═══ READING PASSAGE
According to the International Organisation of Migration’s (IOM) World Migration Report 2022, there were 281 million international migrants globally in 2020, with nearly two-thirds being labour migrants. In the larger pool of migrants, South Asia’s share is nearly 40% and South Asia-Gulf Migratory corridor being the world’s largest migrant corridor.


Issues faced by migrant labourers abroad

  • Long-term problems — Irregular payment, non-payment of wages, abuse at the workplace, etc. These have been prevailing more in Gulf Cooperation Council (GCC) countries.
  • Persistent issues — Poor working conditions, negation of labour rights, absence of a proper grievance redress mechanisms, access to a transparent judicial system, etc.
  • During COVID-19 — The appalling underpayment of migrant workers was more widespread as businesses encountered financial pressures and vast numbers of workers were repatriated without payment of their wages.
══════
═══ DATA SECTION
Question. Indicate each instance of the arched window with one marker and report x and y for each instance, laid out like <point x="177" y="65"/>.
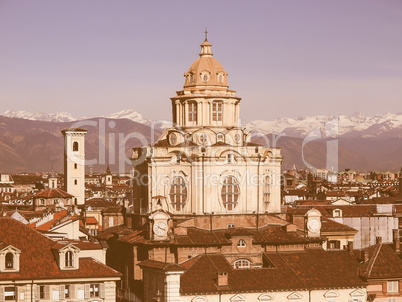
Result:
<point x="69" y="259"/>
<point x="267" y="189"/>
<point x="220" y="137"/>
<point x="9" y="260"/>
<point x="75" y="146"/>
<point x="241" y="243"/>
<point x="192" y="112"/>
<point x="230" y="193"/>
<point x="217" y="111"/>
<point x="241" y="263"/>
<point x="178" y="193"/>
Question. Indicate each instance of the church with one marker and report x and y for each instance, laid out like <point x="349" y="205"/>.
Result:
<point x="206" y="223"/>
<point x="206" y="163"/>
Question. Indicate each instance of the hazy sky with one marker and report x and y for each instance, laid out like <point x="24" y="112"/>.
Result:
<point x="285" y="58"/>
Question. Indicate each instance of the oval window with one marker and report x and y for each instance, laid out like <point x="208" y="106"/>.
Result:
<point x="178" y="193"/>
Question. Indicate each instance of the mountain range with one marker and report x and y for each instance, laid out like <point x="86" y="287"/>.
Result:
<point x="32" y="141"/>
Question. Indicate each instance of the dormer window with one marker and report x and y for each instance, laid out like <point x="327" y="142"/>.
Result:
<point x="69" y="259"/>
<point x="241" y="243"/>
<point x="217" y="111"/>
<point x="75" y="146"/>
<point x="242" y="263"/>
<point x="9" y="260"/>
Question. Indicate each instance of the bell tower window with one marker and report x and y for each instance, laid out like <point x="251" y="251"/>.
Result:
<point x="9" y="260"/>
<point x="75" y="146"/>
<point x="267" y="189"/>
<point x="178" y="193"/>
<point x="217" y="111"/>
<point x="192" y="112"/>
<point x="69" y="259"/>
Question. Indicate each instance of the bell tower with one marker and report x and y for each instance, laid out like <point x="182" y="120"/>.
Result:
<point x="74" y="163"/>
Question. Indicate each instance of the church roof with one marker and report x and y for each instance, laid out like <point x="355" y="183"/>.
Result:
<point x="206" y="64"/>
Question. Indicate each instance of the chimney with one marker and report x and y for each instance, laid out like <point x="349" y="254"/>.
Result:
<point x="397" y="241"/>
<point x="364" y="255"/>
<point x="350" y="247"/>
<point x="223" y="279"/>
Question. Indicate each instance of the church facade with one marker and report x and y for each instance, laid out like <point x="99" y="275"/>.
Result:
<point x="206" y="163"/>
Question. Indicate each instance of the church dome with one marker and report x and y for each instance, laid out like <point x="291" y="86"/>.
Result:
<point x="206" y="70"/>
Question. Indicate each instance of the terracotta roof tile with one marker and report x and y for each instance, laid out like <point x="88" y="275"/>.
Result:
<point x="37" y="260"/>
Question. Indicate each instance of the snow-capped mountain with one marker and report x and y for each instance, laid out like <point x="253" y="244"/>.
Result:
<point x="42" y="116"/>
<point x="343" y="125"/>
<point x="131" y="115"/>
<point x="331" y="126"/>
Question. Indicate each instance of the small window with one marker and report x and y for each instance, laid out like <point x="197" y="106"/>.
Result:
<point x="178" y="193"/>
<point x="217" y="111"/>
<point x="67" y="292"/>
<point x="94" y="290"/>
<point x="75" y="146"/>
<point x="242" y="263"/>
<point x="393" y="286"/>
<point x="230" y="192"/>
<point x="192" y="112"/>
<point x="267" y="189"/>
<point x="42" y="292"/>
<point x="10" y="293"/>
<point x="203" y="138"/>
<point x="69" y="259"/>
<point x="241" y="243"/>
<point x="220" y="138"/>
<point x="9" y="260"/>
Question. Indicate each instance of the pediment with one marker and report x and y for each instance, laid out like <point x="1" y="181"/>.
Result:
<point x="10" y="248"/>
<point x="331" y="294"/>
<point x="294" y="296"/>
<point x="237" y="298"/>
<point x="357" y="293"/>
<point x="265" y="297"/>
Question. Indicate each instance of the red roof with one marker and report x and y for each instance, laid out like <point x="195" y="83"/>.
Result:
<point x="310" y="269"/>
<point x="37" y="260"/>
<point x="53" y="193"/>
<point x="58" y="218"/>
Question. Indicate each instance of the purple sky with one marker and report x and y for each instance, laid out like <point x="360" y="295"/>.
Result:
<point x="285" y="58"/>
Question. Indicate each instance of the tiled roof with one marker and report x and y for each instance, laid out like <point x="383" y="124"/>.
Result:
<point x="382" y="262"/>
<point x="161" y="265"/>
<point x="111" y="232"/>
<point x="53" y="193"/>
<point x="58" y="218"/>
<point x="310" y="269"/>
<point x="91" y="220"/>
<point x="99" y="203"/>
<point x="329" y="225"/>
<point x="37" y="260"/>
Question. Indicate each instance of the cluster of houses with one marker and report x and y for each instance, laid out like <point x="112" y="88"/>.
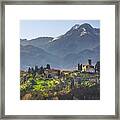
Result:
<point x="48" y="72"/>
<point x="89" y="68"/>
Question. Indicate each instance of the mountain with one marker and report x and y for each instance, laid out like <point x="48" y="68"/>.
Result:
<point x="77" y="39"/>
<point x="66" y="51"/>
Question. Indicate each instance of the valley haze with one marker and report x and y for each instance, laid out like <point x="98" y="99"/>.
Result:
<point x="77" y="45"/>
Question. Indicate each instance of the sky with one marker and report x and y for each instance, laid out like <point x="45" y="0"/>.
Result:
<point x="30" y="29"/>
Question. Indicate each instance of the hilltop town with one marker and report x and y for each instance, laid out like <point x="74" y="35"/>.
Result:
<point x="42" y="83"/>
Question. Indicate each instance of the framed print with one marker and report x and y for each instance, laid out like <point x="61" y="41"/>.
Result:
<point x="60" y="60"/>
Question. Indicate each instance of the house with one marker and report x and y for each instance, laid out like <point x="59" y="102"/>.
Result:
<point x="86" y="68"/>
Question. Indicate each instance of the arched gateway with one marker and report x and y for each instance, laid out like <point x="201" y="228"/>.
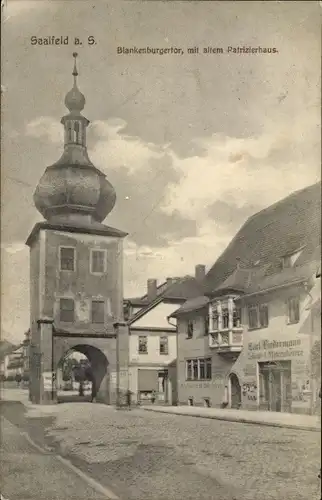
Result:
<point x="76" y="287"/>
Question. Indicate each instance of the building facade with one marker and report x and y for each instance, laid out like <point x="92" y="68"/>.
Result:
<point x="253" y="340"/>
<point x="12" y="364"/>
<point x="152" y="338"/>
<point x="76" y="281"/>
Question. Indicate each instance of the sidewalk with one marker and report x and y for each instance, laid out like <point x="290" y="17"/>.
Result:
<point x="287" y="420"/>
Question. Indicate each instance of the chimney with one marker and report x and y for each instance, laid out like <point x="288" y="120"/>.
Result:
<point x="152" y="289"/>
<point x="200" y="272"/>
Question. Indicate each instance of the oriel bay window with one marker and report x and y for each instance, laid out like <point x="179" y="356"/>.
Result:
<point x="198" y="369"/>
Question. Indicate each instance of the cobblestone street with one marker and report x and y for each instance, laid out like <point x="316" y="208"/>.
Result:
<point x="157" y="456"/>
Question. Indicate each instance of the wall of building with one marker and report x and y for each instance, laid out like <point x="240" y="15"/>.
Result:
<point x="198" y="347"/>
<point x="49" y="284"/>
<point x="71" y="284"/>
<point x="259" y="345"/>
<point x="279" y="342"/>
<point x="153" y="360"/>
<point x="157" y="317"/>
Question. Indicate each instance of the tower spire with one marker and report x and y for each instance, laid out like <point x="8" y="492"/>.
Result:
<point x="75" y="100"/>
<point x="73" y="188"/>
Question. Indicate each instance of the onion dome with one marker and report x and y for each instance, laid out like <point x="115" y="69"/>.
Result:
<point x="73" y="186"/>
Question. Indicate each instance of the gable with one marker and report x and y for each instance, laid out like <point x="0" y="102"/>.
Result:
<point x="156" y="317"/>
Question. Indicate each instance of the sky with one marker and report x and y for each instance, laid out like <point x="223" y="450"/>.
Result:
<point x="193" y="144"/>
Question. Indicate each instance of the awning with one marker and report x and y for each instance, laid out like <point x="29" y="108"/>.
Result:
<point x="148" y="380"/>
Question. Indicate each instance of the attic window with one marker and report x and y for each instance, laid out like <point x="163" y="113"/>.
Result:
<point x="290" y="259"/>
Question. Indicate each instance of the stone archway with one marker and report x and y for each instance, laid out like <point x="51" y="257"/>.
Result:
<point x="235" y="391"/>
<point x="99" y="367"/>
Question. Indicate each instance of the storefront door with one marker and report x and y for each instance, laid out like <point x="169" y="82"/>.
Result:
<point x="275" y="386"/>
<point x="235" y="391"/>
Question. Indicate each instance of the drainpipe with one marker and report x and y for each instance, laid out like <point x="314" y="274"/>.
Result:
<point x="116" y="329"/>
<point x="116" y="326"/>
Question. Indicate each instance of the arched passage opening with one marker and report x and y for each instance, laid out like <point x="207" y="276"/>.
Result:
<point x="235" y="391"/>
<point x="84" y="369"/>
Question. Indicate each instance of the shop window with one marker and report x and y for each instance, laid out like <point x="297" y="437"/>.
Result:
<point x="164" y="345"/>
<point x="67" y="310"/>
<point x="293" y="304"/>
<point x="67" y="258"/>
<point x="143" y="344"/>
<point x="98" y="261"/>
<point x="98" y="311"/>
<point x="198" y="369"/>
<point x="190" y="329"/>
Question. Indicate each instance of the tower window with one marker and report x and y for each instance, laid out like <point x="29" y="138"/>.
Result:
<point x="98" y="261"/>
<point x="67" y="259"/>
<point x="67" y="310"/>
<point x="77" y="134"/>
<point x="98" y="311"/>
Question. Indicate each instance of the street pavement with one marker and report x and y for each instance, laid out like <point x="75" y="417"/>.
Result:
<point x="145" y="455"/>
<point x="28" y="473"/>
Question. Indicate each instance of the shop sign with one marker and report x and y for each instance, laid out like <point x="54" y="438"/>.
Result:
<point x="273" y="349"/>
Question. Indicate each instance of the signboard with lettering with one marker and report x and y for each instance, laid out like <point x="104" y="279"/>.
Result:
<point x="274" y="349"/>
<point x="49" y="380"/>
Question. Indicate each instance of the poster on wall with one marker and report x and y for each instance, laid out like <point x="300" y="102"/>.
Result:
<point x="49" y="381"/>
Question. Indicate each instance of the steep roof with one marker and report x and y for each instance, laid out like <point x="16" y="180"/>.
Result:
<point x="267" y="236"/>
<point x="252" y="262"/>
<point x="181" y="290"/>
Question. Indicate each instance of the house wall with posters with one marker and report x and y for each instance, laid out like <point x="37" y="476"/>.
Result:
<point x="277" y="368"/>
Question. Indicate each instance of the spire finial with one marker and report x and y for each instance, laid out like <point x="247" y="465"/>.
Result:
<point x="75" y="72"/>
<point x="75" y="101"/>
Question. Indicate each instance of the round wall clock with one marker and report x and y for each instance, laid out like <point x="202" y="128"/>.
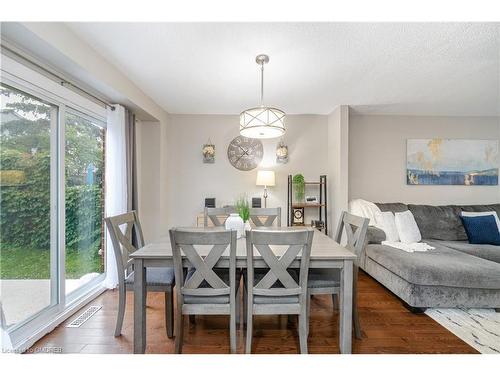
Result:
══════
◆ EXERCISES
1. From the passage on migrant labourers, return the words starting at "According to the" and ending after "judicial system, etc.".
2. In the passage on migrant labourers, what share of the larger pool of migrants comes from South Asia?

◆ WRITTEN ANSWERS
1.
According to the International Organisation of Migration’s (IOM) World Migration Report 2022, there were 281 million international migrants globally in 2020, with nearly two-thirds being labour migrants. In the larger pool of migrants, South Asia’s share is nearly 40% and South Asia-Gulf Migratory corridor being the world’s largest migrant corridor.


Issues faced by migrant labourers abroad

  • Long-term problems — Irregular payment, non-payment of wages, abuse at the workplace, etc. These have been prevailing more in Gulf Cooperation Council (GCC) countries.
  • Persistent issues — Poor working conditions, negation of labour rights, absence of a proper grievance redress mechanisms, access to a transparent judicial system, etc.

2. Nearly 40%.